**Consigna 1:** Enumera los simbolismos del espacio escénico que la reseña sobre Antígona menciona entre guiones.
**Consigna 2:** Prosigue la reseña sobre Antígona a partir de su última oración.

La tercera Antígona , considerada la producción estrella del monográfico dedicado en esta edición a la heroína griega de la tragedia de Sófocles, en adaptación de Ernesto Caballero y montaje del mexicano Mauricio García Lozano, no creo que haya elevado el listón de las dos anteriores producciones. No obstante, el espectáculo, con un riguroso y estructurado planteamiento muy llamativo, donde se aprecian más aciertos que desaciertos, logra un satisfactorio nivel de calidad.

En la adaptación, Caballero es fiel al texto del griego dando a la frase antigua un matiz depurado con más vigencia y con el mismo resplandor poético, pero a diferencia de las anteriores versiones sin trascender el contenido de la tragedia a las posibilidades de una lectura más actual de lo clásico, tal vez por fundamentar que en esta concreta obra griega su interesante argumento y tesis de ese mundo de confrontaciones que agita a sus personajes de destrucción y de sublimación se puede ver -y apreciar- desde la perspectiva intemporal lograda con una innovadora puesta en escena.

El montaje, de García Lozano, que ha indagado con inteligencia en el contenido del texto en todos los posibles conflictos universales de la raza humana en la lucha contra el poder y en las posibilidades de un montaje litúrgico aprovechando al máximo el marco romano, logra la sobriedad característica de la tragedia imprimiendo un lenguaje estético altamente elaborado en un espacio lleno de coreografías espectaculares y de simbolismos -perceptible de tumbas que cubren la escena, de aguas ubicadas en la orchestra y cenizas esparcidas...-en torno a ese fatalismo que sopla sobre los personajes. Pero la propuesta, bastante atractiva en su conjunto estético, resulta en gran parte ininteligible en el desarrollo de su contenido, que pretende decir mucho y en realidad sólo se entiende lo convencional de la tragedia original.

Filas extraídas de una colección:
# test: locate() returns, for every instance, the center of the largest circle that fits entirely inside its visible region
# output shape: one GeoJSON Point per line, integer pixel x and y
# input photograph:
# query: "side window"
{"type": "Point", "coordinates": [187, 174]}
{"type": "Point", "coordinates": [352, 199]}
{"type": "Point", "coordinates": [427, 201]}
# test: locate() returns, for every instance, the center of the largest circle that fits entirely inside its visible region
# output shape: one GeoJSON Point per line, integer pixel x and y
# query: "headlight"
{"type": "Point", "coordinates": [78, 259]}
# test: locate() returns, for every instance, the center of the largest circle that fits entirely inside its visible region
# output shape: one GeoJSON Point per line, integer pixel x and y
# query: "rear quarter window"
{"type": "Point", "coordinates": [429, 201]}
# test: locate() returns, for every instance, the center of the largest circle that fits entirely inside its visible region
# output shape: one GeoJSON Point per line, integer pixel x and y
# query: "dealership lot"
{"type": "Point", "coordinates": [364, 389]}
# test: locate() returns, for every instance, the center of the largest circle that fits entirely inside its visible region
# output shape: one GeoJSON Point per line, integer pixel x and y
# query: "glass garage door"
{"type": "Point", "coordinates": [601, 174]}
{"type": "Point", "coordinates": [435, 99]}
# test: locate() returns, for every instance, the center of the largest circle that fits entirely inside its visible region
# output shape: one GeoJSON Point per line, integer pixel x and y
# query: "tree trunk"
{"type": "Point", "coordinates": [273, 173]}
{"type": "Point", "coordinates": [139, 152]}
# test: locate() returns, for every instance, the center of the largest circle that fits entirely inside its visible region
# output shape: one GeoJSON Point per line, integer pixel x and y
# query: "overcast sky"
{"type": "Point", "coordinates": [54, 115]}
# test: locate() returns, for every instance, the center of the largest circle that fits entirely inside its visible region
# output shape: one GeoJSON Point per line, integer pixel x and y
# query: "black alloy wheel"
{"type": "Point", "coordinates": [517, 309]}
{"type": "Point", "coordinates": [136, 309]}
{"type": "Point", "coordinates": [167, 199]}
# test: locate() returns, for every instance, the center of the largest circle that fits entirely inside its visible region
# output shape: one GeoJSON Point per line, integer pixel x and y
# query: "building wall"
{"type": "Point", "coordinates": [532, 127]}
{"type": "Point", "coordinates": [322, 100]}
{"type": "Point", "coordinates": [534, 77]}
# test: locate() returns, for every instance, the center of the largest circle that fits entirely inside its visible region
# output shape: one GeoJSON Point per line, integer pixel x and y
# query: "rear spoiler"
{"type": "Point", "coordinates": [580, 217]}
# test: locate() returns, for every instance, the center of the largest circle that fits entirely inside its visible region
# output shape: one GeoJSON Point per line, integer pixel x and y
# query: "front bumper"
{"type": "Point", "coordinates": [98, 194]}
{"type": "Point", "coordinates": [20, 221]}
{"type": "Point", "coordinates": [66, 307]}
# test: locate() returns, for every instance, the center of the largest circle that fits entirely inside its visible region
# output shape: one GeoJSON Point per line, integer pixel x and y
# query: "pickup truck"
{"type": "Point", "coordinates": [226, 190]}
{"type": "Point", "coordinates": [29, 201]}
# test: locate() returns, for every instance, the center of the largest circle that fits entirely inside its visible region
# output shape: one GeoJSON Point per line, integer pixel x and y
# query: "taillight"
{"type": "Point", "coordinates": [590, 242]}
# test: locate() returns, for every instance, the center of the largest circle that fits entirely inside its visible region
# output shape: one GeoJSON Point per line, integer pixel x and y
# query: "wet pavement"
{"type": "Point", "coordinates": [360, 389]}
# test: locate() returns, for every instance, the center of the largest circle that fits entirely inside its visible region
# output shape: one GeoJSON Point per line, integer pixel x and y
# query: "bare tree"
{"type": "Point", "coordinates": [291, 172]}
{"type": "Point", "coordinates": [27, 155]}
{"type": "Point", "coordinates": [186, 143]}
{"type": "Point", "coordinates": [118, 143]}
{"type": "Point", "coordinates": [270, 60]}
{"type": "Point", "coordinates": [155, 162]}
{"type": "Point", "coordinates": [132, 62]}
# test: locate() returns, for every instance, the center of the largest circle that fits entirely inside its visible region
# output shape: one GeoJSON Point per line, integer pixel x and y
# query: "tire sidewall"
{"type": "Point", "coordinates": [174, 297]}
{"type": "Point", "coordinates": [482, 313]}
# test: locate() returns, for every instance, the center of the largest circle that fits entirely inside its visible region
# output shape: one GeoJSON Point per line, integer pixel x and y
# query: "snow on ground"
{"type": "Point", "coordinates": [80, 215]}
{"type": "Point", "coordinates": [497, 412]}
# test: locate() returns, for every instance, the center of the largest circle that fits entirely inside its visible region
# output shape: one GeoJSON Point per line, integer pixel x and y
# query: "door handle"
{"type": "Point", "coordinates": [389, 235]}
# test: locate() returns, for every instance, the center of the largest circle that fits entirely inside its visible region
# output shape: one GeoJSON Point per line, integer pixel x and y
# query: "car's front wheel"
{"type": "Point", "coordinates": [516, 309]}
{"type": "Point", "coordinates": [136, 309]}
--
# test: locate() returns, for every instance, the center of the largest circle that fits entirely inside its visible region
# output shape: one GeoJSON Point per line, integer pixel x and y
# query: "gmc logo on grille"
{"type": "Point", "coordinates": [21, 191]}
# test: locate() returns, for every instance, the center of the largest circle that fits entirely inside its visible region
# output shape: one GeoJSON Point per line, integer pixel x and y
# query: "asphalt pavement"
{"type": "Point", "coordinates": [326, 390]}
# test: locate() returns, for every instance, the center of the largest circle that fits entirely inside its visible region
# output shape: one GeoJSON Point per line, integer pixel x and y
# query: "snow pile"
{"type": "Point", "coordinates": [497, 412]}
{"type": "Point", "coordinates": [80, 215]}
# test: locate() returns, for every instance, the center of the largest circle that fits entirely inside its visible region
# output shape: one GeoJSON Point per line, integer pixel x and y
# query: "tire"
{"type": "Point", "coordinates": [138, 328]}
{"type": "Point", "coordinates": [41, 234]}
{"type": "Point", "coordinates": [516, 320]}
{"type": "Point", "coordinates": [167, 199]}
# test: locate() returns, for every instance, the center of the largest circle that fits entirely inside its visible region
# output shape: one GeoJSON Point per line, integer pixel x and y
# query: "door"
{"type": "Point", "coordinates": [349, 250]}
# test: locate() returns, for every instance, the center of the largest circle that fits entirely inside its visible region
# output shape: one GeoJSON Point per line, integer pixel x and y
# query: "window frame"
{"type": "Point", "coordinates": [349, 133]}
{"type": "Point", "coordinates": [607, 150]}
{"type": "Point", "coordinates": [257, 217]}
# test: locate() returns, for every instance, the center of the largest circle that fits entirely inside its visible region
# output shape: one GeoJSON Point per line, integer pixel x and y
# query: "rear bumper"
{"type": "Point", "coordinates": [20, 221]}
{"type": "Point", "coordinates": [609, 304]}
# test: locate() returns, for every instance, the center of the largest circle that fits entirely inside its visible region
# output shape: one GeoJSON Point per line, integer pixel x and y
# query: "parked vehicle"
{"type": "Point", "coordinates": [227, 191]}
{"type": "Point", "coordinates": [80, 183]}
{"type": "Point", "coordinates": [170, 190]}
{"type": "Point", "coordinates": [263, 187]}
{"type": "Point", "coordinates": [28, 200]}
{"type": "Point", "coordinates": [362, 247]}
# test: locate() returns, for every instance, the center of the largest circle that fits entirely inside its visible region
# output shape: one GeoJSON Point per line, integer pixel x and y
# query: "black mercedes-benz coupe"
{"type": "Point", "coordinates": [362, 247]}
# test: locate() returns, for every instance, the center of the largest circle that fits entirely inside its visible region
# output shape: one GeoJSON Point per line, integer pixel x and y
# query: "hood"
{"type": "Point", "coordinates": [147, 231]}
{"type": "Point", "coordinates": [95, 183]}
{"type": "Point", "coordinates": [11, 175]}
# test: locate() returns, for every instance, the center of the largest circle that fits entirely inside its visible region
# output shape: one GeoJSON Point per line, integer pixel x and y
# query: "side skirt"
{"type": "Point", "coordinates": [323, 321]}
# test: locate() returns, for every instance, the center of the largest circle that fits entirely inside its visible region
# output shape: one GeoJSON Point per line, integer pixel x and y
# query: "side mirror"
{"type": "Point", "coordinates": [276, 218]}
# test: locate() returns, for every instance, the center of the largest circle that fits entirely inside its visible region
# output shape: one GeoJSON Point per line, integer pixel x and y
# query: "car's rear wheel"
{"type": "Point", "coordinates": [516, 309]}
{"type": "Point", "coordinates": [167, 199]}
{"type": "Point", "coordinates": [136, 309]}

**Respuesta esperada 1:**
- Tumbas que cubren la escena
- Aguas ubicadas en la orchestra
- Cenizas esparcidas

**Respuesta esperada 2:**
El director mexicano que maneja perfectamente un llamativo abanico de recursos artísticos --excelentes la musica y la luminotecnia- ha dado un excesivo protagonismo al coro (dividiéndolo en hombres y mujeres), que con sus intervenciones coreográficas otorgan una belleza expresionista singular dentro de esa atmósfera de lo solemne y de esas influencias sensibles que pesan sobre los destinos que se mueven en una dimensión casi cósmica. Pero estas acciones a veces superfluas turban por la abigarrada simultaneidad de la propuesta y tienen el inconveniente de menoscabar con altibajos no sólo la narración sino el ritmo de tragedia: su tono grave objetivo, resultado del conflicto ético, que se debe producir en el grado justo de intensidad en crescendo.

En la interpretación, la dirección de actores podría haber dado más de sí. Resultó efectiva globalmente, aunque desigual. En algunas escenas los actores se encuentran incómodos (diría que desaprovechados). Es el caso del personaje de Creonte en sus diálogos con el coro. No hay equilibrio tonal en el coro, sobre todo en las cadencias y anticadencias que deberían palpitar con grandilocuencia y brillo en las palabras poéticas e imágenes dramáticas. El corifeo resulta monocorde en la modulación de su voz.

Sólo dos escenas consiguen actuaciones excelsas. La protagonizada entre Blanca Portillo (Tiresias) y Antonio Gil (Creonte), provocando magistralmente el contraste que se produce cuando se enfrentan dos personajes regios. La actriz madrileña, llena de magia, saca a relucir la raza de actriz demostrando su genio trágico de tensa fibra en gestos y declamación, para poner en pie un sugerente adivino que con la fuerza del huracán muestra su lamento que perfora los siglos, suscitando en todos el temor y la compasión trágica , que dice Aristóteles. El actor extremeño, se luce con autoridad escénica y excelente declamación en su exigente papel de un tirano arrastrado por su obstinación y falta de empatía que roza la locura. Todo dentro de una atmósfera sobrenatural de la tragedia que recibe el público con silencio religioso. La otra hermosa escena la realizan Gil y el también extremeño Elías González (Hemón), en la confrontación entre padre e hijo, donde este último, vibrante de energía corporal y declamatoria en todos sus registros, le da réplica al del rey de Tebas sujeto a su destino.